To be done:
Return all of the data exactly as written, without the pictures.

Records for the exercise:
──────────

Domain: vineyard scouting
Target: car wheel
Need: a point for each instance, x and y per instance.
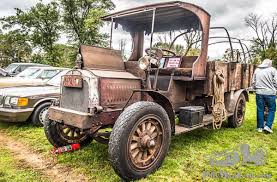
(39, 115)
(139, 140)
(61, 135)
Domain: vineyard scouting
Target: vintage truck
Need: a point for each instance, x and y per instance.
(133, 105)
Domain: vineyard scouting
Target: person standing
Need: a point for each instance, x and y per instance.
(265, 84)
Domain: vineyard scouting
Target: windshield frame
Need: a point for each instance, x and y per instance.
(11, 68)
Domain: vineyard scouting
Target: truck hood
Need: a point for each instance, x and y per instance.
(29, 91)
(14, 82)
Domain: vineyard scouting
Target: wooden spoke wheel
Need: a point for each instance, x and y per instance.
(145, 142)
(139, 140)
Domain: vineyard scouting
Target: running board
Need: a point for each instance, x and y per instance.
(207, 120)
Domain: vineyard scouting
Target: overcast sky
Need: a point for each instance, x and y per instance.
(227, 13)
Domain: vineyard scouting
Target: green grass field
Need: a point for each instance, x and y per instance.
(186, 161)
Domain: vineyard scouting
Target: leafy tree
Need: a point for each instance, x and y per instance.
(41, 24)
(82, 19)
(14, 47)
(265, 41)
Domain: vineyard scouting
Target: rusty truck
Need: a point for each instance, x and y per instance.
(133, 105)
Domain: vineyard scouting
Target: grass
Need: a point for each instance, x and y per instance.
(12, 170)
(188, 157)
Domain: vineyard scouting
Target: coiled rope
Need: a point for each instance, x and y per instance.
(219, 111)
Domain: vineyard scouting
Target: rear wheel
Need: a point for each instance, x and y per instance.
(140, 140)
(61, 135)
(39, 115)
(237, 119)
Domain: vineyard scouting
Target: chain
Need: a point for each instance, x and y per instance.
(219, 111)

──────────

Written response:
Domain: vineyard scouting
Target: car wheel
Need: a point for each instance, x and y per instance.
(39, 115)
(139, 140)
(61, 135)
Domain: vineyard scouting
Target: vintage truck
Need: a point for each instance, x and y per instance.
(133, 105)
Domain: vineyard scouting
Target: person standing
Need: a point for each instance, x and y per instance.
(265, 84)
Domain: vineyard scouting
Target: windshield frame
Need: a point for each instance, x and y per instance.
(11, 68)
Domain: vineyard scouting
Target: truck hood
Need: a point for each instance, x and y per instance.
(29, 91)
(14, 82)
Domain: vineyard scouting
Target: wooden spoke wheel
Need: a point for each instance, x and y per instance.
(145, 142)
(139, 140)
Domain: vineyard scouting
Target: running board
Need: a point for each instance, x and y per instance.
(207, 120)
Domain: vineyard scouting
Target: overcast sky
Need: a point for each instance, x and y per instance.
(227, 13)
Domain: vineyard scouting
Target: green grass field
Need: a point for each instance, x and y per instance.
(186, 161)
Domain: vineyard scouting
Target: leafy tree
Need: a point for each instance, x and y per instance.
(41, 24)
(82, 19)
(14, 47)
(265, 41)
Domain: vineyard scouting
Target: rusty truck
Need: a point for each instance, x and y per instance.
(133, 105)
Domain: vineyard scouting
Target: grass
Need: a point for each instance, x and y per instance.
(12, 170)
(188, 157)
Domain: vineyard scouting
Target: coiled rope
Need: a point for each instance, x and y per instance.
(219, 111)
Domain: vineyard scouting
Target: rear wheel
Need: a point for each instance, x and y per instance.
(140, 140)
(61, 135)
(39, 115)
(237, 119)
Domain: vineyard scouting
Target: chain
Need: a point for each instance, x and y per instance.
(219, 111)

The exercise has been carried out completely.